**WHAT YOU NEED TO DO**
Rewrite the interview excerpt starting at "At the same time, there is" and ending at "faced that again.", replacing "sarees" with "saris".

At the same time, there is also a lack of opportunity to address grief for someone like Akmal. He was once an expert at weaving sarees. Now he was doing hard labour, being beaten up, locked up in the police station and hiding here and there. And then he came to Delhi and faced that again.
I think we often talk of mental health in a very elite way. Whoever can afford therapy, and whoever can afford to go fix themselves, have that option.
But for someone like Akmal, there is no outlet, support, or structure to deal with this grief. He faces alienation from his family, the alienation of being uprooted from his city because of something larger than him. There is no redressal or rehabilitation for him. There is no support structure that will help him to stand up on his feet again.
At the same time, there are men we have grown up seeing around us. They are expected to be something, whether it's our fathers, brothers, partners, or friends, but it's not really who they are projecting themselves to be. The same thing applies for Akmal. The fact that Reshma likes her more is not just the typical father-daughter love being glorified. Akmal holds an emotional space for Reshma which Syeda cannot. And here, the gender stereotype is kind of switched because mothers are supposed to be caring and loving. But in Reshma’s case, it was Akmal who was doing that.
You beautifully use Hindustani words like laee, charkhi, fursat, taking the reader into the world of Syeda’s language. Was the book an attempt to conserve language in an age when such words are becoming less common?
I used these words because you can't translate the flavour of these words in English. In fact, the conversations in the book are basically translations of what I was told by many people. But in the cases of some words, the flavour cannot be replicated in English.

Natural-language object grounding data
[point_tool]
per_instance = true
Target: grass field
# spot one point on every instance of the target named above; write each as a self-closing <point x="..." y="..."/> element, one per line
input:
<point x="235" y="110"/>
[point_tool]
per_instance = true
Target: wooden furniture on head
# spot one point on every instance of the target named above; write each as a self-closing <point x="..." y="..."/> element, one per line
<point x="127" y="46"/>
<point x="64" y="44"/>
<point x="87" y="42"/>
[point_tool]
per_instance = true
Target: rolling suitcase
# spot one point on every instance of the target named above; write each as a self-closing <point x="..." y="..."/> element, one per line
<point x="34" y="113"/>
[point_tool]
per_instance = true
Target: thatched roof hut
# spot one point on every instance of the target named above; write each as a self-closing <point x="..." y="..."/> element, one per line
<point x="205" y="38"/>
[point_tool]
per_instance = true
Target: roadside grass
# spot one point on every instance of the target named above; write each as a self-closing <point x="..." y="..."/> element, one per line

**WORKED SOLUTION**
At the same time, there is also a lack of opportunity to address grief for someone like Akmal. He was once an expert at weaving saris. Now he was doing hard labour, being beaten up, locked up in the police station and hiding here and there. And then he came to Delhi and faced that again.